* **Exercise**: Can you quote, word for word, the stretch from "Ok, finnaly I" through "the time series." in the forum thread on STL time-series decomposition?

* **Text provided**:
══════════
I was writing a little with sryza who said me that I can try that maybe. (STL and after tukey)

So my idea for a beginning is to simply create a timeserie with my data, simply count all hit that I have by hours. I will have 24 values by day in my timeseries and 2months of data. And use STL and see what happen..

If I'm lucky, I will get some result ^^

dmpvost commented 8 years ago

Ok, the exemple work on my personnal computer. I will try to prepare the data with spark-ts now

hntd187 commented 8 years ago

Okay, if you can provide a sample of the data, I might be able to help you prepare it.

dmpvost commented 8 years ago

Good! Thanks, I come back when I have something

dmpvost commented 8 years ago

Ok, finnaly I used spark-SQL for the moment for creating the sample.

But I have a question: I don't have all points in my series, sometimes they are missing because the request returns me nothing for some date. Is it important for java-STL ? Or this lib add the missing point? Maybe this algo know the time sequence and add missing point ? If It's right, I'm near to finish the sample. if not I'm still working on it :)

dmpvost commented 8 years ago

Okay, @hntd187 here is the sample :) Not so nice, but generally my observation are going to look like this.

sample-timeseries.txt (just rename to .json)

For create the sample, I used spark-sql. I try to spark-ts but I think that is a problem in the library, an issue is open for java. I will look for that later too. Ps : data are phones's logs activities over network. It can help to understand the time series.

Okay, first try, but I'm sure it's wrong:

We can say that I have maybe 2 types of series ? Day during a week(except weekend). So 24hours? But generally the season is a week of 7 days

Start by trying a day:

`final StlDecomposition stl = new StlDecomposition(7); final StlResult res = stl.decompose(ts, ys);

    final File output = new File("TEST-seasonal.png");
    final File daily = new File("TEST-stl-daily.png");

    StlPlotter.plot(res, "TRY DAY", Day.class, daily);
    StlPlotter.plot(res, output);
    StlPlotter.plot(res);

    final File exists = new File("TEST-stl-decomposition.png");

    StlPlotter.plot(res, "TRY");`

test-seasonal

test-stl-daily

And try by hours :

` final StlDecomposition stl = new StlDecomposition(24); final StlResult res = stl.decompose(ts, ys);

    final File output = new File("TEST-seasonal.png");
    final File hourly = new File("TEST-stl-hourly.png");

    StlPlotter.plot(res, "TRY HOURS", Hour.class, hourly);
    StlPlotter.plot(res, output);
    StlPlotter.plot(res);

    final File exists = new File("TEST-stl-decomposition.png");

    StlPlotter.plot(res, "TRY");`

test-seasonal

test-stl-hourly

I'm going to look more in details tomorrow.
══════════
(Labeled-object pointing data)
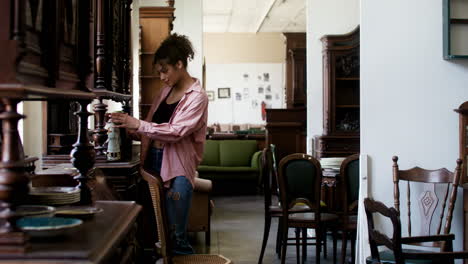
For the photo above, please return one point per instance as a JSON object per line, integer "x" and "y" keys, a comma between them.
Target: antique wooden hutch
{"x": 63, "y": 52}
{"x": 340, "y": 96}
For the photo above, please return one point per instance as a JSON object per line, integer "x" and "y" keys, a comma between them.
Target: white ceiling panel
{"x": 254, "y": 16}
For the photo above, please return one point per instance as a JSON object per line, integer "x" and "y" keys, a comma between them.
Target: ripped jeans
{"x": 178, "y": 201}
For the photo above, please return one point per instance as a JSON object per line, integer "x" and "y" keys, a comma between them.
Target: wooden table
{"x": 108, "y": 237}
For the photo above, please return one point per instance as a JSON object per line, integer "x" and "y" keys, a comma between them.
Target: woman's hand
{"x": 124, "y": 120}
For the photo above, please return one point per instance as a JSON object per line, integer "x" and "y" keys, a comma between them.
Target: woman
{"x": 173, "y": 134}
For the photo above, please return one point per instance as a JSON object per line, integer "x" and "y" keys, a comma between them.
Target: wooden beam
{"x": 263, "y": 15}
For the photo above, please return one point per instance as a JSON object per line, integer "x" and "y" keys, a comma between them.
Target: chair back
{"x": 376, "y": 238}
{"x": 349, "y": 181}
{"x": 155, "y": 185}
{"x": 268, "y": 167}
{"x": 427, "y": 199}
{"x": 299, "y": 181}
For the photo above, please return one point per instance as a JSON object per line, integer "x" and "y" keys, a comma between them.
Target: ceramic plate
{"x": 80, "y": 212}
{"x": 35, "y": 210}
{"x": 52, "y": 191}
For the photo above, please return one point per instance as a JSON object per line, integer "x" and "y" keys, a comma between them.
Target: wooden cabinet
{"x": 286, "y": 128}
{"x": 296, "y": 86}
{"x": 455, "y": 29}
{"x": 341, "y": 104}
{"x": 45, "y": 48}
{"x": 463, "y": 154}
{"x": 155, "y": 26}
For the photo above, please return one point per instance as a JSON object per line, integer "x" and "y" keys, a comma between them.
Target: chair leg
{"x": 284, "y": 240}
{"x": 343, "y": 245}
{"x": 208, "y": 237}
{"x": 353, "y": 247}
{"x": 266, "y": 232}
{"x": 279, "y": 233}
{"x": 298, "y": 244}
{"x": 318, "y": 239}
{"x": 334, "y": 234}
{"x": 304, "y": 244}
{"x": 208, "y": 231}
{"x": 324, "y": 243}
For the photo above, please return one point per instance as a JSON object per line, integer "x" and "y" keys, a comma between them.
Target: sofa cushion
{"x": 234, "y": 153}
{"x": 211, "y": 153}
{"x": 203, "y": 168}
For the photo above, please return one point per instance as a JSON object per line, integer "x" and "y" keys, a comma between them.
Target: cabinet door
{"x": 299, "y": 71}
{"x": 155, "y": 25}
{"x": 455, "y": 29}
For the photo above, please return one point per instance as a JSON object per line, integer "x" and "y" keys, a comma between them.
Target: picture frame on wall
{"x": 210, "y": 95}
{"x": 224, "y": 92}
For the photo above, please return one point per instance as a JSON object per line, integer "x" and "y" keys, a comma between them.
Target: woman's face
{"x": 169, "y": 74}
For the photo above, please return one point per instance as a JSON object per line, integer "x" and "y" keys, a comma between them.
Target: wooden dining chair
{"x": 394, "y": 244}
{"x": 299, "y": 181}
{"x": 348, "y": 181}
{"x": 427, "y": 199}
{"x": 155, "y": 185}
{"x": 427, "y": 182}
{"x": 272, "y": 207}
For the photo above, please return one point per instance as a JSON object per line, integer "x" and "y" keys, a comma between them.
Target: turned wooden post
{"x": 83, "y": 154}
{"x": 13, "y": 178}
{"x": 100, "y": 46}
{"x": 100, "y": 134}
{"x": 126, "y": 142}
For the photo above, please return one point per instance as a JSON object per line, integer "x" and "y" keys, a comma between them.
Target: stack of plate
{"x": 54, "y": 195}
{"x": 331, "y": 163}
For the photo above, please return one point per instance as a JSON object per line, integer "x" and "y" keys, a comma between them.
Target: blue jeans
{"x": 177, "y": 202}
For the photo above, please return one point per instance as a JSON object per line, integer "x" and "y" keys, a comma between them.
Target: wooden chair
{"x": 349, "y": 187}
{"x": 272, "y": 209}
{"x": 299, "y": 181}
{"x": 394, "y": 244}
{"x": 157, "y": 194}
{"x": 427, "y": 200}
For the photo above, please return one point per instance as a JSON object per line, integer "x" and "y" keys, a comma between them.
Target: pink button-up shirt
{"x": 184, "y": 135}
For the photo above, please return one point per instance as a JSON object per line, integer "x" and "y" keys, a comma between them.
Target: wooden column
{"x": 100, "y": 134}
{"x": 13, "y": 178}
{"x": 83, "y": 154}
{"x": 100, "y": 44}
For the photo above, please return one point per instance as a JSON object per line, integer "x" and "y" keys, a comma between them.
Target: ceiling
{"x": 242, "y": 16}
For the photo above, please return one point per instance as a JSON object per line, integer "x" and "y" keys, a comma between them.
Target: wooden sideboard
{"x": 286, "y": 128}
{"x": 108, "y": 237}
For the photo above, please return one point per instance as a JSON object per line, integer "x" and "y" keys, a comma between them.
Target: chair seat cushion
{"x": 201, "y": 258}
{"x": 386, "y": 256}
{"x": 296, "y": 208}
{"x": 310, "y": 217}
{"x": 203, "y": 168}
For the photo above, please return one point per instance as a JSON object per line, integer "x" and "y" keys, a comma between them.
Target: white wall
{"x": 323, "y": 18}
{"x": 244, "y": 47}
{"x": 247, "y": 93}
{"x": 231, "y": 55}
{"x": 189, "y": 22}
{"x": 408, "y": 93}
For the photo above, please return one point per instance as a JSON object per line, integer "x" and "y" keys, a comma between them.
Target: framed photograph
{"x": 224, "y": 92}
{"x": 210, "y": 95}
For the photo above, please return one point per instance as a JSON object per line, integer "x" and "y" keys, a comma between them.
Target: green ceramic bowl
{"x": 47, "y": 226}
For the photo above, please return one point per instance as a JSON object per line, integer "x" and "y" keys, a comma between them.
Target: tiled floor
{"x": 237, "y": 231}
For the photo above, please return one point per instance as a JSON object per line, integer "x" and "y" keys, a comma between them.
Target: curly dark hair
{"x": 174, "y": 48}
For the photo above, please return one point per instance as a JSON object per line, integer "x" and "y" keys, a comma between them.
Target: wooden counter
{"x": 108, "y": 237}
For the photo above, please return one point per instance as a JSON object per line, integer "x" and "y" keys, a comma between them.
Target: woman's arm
══════════
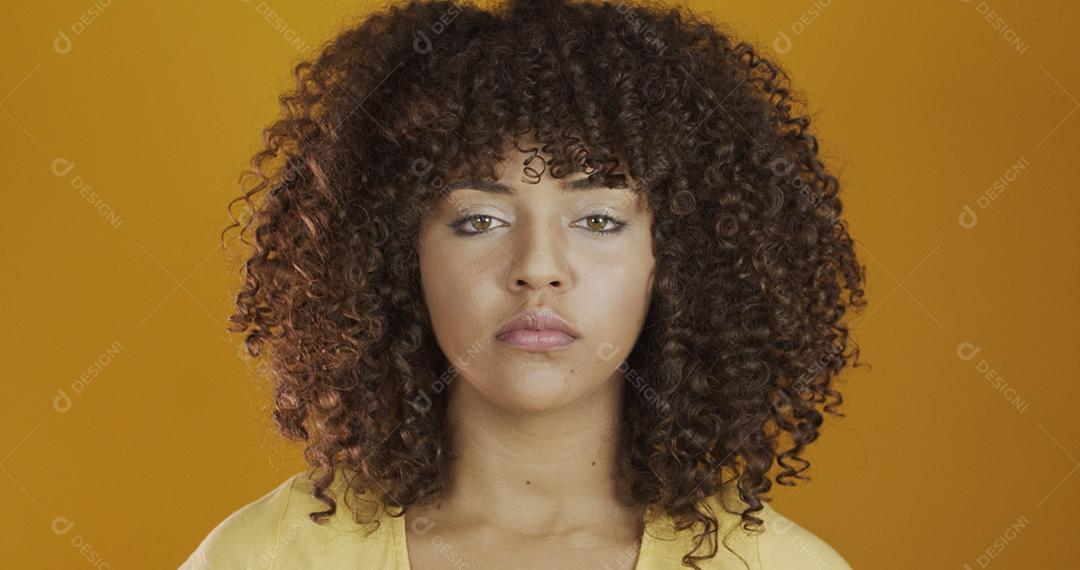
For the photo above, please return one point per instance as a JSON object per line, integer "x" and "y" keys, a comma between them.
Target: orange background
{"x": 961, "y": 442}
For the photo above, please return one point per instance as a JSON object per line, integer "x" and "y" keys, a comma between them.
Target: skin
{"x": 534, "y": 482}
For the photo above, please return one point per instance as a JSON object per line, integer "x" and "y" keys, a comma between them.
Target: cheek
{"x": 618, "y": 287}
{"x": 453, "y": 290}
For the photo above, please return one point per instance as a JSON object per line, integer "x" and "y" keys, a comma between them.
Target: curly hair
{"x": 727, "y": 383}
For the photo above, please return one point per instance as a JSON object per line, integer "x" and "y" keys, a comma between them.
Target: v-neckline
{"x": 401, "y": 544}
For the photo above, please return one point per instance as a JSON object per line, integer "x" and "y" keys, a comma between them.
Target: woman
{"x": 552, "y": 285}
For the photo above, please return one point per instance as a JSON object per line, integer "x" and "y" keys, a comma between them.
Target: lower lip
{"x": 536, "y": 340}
══════════
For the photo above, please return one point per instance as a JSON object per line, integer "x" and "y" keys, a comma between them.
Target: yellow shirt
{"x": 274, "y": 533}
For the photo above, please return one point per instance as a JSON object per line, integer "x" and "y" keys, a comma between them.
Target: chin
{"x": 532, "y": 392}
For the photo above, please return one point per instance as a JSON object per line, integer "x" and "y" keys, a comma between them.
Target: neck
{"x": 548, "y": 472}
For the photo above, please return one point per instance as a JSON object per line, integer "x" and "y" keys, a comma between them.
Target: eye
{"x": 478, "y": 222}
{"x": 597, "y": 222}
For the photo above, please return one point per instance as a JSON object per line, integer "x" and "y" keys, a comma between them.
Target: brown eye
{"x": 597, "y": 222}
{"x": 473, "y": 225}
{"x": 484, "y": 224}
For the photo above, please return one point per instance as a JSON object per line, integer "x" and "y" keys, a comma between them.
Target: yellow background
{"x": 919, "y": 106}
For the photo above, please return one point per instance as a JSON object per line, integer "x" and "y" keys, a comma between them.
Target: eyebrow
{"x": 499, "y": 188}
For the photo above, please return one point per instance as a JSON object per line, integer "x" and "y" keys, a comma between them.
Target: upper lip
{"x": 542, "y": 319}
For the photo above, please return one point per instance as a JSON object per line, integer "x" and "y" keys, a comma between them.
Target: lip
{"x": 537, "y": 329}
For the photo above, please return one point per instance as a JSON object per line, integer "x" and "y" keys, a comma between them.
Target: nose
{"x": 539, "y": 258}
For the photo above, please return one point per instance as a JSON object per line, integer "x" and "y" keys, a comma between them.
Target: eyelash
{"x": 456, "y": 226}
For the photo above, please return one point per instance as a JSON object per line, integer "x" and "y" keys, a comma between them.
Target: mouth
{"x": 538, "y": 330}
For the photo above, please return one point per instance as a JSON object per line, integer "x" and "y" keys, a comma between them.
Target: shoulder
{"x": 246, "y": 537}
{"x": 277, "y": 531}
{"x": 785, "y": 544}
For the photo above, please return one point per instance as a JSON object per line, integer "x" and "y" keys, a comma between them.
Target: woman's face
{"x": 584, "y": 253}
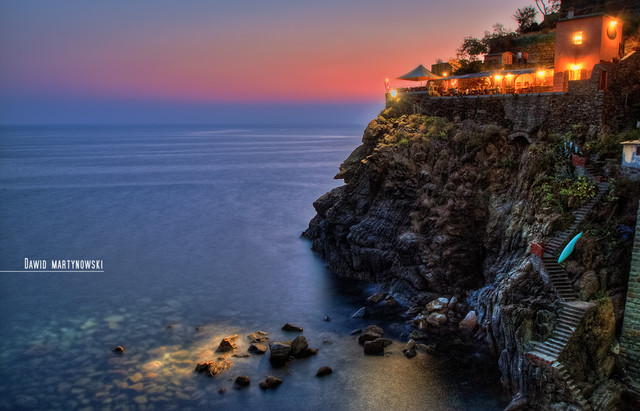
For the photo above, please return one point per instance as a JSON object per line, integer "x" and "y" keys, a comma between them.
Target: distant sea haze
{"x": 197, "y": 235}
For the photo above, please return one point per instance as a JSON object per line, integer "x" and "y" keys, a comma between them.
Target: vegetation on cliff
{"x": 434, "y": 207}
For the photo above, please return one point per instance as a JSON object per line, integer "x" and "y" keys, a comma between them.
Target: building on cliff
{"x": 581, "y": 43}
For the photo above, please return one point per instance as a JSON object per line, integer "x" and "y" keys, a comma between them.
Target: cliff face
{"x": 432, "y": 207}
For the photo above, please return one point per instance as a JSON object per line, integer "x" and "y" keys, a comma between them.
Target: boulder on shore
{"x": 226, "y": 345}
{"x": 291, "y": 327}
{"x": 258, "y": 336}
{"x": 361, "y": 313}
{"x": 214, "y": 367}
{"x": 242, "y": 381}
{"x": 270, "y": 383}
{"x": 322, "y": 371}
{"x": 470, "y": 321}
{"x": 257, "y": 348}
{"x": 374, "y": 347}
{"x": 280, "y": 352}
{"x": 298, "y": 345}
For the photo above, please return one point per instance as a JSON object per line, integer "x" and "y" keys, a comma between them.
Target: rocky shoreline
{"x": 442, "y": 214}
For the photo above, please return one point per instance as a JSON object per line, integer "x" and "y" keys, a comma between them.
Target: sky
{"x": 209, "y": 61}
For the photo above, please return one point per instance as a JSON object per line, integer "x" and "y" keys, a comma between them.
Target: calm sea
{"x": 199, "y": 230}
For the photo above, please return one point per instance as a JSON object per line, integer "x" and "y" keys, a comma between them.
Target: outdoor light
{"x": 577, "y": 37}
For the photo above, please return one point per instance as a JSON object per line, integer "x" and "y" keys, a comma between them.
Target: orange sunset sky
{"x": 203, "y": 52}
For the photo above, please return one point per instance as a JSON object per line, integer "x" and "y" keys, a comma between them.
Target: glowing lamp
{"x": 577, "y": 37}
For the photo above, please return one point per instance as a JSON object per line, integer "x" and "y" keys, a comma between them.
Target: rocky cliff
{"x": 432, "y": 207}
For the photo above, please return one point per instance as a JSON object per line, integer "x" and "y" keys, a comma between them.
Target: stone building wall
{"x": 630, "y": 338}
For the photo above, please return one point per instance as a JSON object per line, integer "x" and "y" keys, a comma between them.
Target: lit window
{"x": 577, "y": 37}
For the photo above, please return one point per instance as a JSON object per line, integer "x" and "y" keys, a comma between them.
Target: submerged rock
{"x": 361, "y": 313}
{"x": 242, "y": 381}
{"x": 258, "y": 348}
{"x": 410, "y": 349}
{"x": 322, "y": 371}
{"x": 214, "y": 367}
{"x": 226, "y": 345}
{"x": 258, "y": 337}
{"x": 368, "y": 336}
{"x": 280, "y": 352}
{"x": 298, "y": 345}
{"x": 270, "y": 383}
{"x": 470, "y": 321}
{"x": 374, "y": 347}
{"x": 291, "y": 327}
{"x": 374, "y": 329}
══════════
* **Answer below**:
Ok, finnaly I used spark-SQL for the moment for creating the sample.

But I have a question: I don't have all points in my series, sometimes they are missing because the request returns me nothing for some date. Is it important for java-STL ? Or this lib add the missing point? Maybe this algo know the time sequence and add missing point ? If It's right, I'm near to finish the sample. if not I'm still working on it :)

dmpvost commented 8 years ago

Okay, @hntd187 here is the sample :) Not so nice, but generally my observation are going to look like this.

sample-timeseries.txt (just rename to .json)

For create the sample, I used spark-sql. I try to spark-ts but I think that is a problem in the library, an issue is open for java. I will look for that later too. Ps : data are phones's logs activities over network. It can help to understand the time series.